── READING TEXT ──

Modern life changes your shape by adapting your skeleton to accommodate everyday stresses

Skeleton shadow Holistic Massage Kneads - Lucy Dunleavy

Our bones are actually very unlike what we may see displayed in museums. They are not white, solid and inert, as scientists used to think, but are in fact very much alive. They are pink with blood vessels and are constantly being broken down and rebuilt. Our skeletons develop not only according to our DNA, but also are tailored to change and adapt to our everyday unique stresses and activities. Modern life changes your shape.

We can now able to look at a skeleton to find out how the person lived. This is known as ‘osteobiography’. Certain activities for example, walking on two legs, changes a skeleton into having sturdier hips.  The well known ‘strong men’ from the 16th and 17th centuries of Guam and the Mariana Islands have enormous skeletons, in particular arm bones, leg bones and collarbones. These skeletons were buried next to huge carved stone pillars, from their houses.  Scientists have deduced that they developed these huge bones due to their stone working and building with massive rocks.




Our future skeletons will show how we lived our lives

Study 1:

A study recently undertaken in Germany by anthropologist Christiane Scheffler calculated how robust or ‘big boned’ children’s skeletons were between 1999 and 2009. It was then compared with an earlier identical study from ten years prior. It showed that children’s skeletons were becoming more and more fragile every year.  Ruling out an unlikely DNA change to an entire population, and poor nutrition which is not the case in Germany, she deduced that it is likely due to inactivity. She then did a new study and included a step counter for the children to wear for a week. There was a strong link between how robust a skeleton was and the amount of walking the child did.

Study 2:

Recently many people seem to display a pronounced spike-like feature at the lower back of the skull, on an area known as the ‘external occipital protuberance’. This visible lump used to be very rare. In 1885 when it was first investigated there were barely any individuals who displayed a lump here, but these days it is a different story.

───

◆ **BRIEF A**
From the article on how bones adapt to everyday stresses, copy the passage between "Our bones are" and "changes your shape.", inclusive.
◆ **BRIEF B**
Continue the article about modern life reshaping the skeleton, starting right after its last sentence.

── DATA SUPPLIED ──

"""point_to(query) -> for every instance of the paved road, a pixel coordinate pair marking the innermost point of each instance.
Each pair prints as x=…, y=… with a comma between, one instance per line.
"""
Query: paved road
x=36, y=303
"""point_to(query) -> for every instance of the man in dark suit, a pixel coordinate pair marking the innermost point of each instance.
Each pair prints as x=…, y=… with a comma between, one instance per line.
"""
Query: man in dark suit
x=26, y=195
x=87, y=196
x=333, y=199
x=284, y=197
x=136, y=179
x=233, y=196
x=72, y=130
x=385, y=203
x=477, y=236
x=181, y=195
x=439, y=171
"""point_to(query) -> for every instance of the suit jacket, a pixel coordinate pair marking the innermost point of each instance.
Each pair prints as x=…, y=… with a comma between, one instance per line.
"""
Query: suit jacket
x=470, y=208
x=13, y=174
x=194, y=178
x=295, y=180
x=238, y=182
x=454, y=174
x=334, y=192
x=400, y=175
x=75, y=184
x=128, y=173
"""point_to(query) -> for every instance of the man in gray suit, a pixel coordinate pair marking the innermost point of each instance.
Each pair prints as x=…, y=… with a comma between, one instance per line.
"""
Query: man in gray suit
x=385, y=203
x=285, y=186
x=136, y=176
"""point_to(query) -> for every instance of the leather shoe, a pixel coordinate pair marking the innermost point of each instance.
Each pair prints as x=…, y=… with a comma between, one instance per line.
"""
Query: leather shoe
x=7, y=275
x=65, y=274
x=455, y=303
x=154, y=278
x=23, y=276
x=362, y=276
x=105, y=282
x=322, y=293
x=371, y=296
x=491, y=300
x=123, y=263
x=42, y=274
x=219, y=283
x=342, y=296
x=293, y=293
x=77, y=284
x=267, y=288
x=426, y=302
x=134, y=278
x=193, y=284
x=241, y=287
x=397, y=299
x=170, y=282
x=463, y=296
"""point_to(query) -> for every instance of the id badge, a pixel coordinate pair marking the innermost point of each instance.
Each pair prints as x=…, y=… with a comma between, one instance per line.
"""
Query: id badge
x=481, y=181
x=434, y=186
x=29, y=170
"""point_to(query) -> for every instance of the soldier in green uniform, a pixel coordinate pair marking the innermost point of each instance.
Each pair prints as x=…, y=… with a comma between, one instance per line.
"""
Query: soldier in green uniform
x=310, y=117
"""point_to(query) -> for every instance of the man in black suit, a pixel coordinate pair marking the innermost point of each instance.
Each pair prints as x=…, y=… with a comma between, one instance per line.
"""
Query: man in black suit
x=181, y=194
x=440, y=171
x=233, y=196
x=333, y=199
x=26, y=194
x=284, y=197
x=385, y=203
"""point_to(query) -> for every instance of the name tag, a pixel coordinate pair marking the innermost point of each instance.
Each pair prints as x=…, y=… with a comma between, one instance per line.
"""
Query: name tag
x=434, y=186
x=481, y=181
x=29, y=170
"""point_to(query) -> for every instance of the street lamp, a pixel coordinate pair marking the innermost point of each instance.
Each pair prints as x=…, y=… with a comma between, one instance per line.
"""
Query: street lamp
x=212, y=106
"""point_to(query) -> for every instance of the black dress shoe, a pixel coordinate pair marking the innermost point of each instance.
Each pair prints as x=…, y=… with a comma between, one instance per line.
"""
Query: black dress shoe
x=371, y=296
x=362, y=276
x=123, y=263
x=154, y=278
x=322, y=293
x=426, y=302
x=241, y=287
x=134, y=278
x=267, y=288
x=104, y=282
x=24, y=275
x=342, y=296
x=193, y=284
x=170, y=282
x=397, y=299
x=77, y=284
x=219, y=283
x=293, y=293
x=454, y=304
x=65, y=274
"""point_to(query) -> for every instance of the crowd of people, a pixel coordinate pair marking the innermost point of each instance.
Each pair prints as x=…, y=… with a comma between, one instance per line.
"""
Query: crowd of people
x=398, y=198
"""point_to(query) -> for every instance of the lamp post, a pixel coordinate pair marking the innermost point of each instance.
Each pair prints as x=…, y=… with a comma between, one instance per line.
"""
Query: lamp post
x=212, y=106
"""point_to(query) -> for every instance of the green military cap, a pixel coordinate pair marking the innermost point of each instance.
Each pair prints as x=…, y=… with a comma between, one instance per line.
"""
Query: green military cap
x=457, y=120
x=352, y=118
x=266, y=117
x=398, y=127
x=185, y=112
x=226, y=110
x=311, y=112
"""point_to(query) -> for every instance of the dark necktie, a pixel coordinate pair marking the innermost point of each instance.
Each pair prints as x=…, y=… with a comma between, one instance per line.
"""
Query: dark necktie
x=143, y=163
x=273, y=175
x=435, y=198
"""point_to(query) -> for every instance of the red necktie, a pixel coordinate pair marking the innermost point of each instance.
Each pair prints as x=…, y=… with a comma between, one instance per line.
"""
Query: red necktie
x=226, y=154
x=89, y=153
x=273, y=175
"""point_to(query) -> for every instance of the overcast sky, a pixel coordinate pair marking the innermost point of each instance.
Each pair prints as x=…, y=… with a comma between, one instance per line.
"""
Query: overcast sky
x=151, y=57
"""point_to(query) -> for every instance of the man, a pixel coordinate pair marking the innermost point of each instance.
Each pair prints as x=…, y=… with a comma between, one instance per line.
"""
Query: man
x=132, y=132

───

◆ **EXERCISE ANSWER A**
Our bones are actually very unlike what we may see displayed in museums. They are not white, solid and inert, as scientists used to think, but are in fact very much alive. They are pink with blood vessels and are constantly being broken down and rebuilt. Our skeletons develop not only according to our DNA, but also are tailored to change and adapt to our everyday unique stresses and activities. Modern life changes your shape.

◆ **EXERCISE ANSWER B**
External occipital protuberance

External Occipital Protuberance

External Occipital Protuberance

External Occipital Protuberance

A health scientist from Australia called David Shahar noticed that in the last ten years, more of his patients displayed this ‘growth’. He decided to analyse over one thousand skull x-rays from people with an age range of 18 to 86 years old. He measured for spikes and noted any relevant posture.  His findings were striking. The spike was far more commonly found in the youngest age group of 18-30. One in four people had this growth. The size of the spikes was also a surprise. The most substantial ones measured up to 30mm long!

This external occipital protuberance is an area on the skull where neck muscles attach to the bone.  When someone habitually leans their head forwards, they magnify the normal weight of their head. The further forward the head drops, the more weight it magnifies to. This in turn puts more and more pressure on the muscles of the neck, resulting in neck and shoulder pain, as I often see and treat in my practice. The added strain of extra head weight put on to this area means that the body, in order to cope, responds by laying down fresh layers of bone. This enables the skull to withstand the extra stress by spreading the magnified weight.

It is easy to work out why this is happening now. The rise of hand held smart phones  means that people are often thrown into a posture which is an uncomfortable as we lean forwards and look down at our phones.  Although we would have adopted this same posture whilst reading a book, the sheer length of time spent in this position is a big difference.


Every time we regularly use our soft tissue, our muscles and fascia, we help to increase the mass of bones which support them. Repetitive actions will build more and more bone tissue. Equally a decrease in movement will result in a decrease in bone density. It makes for interesting speculation how our skeletons will change over the next few decades.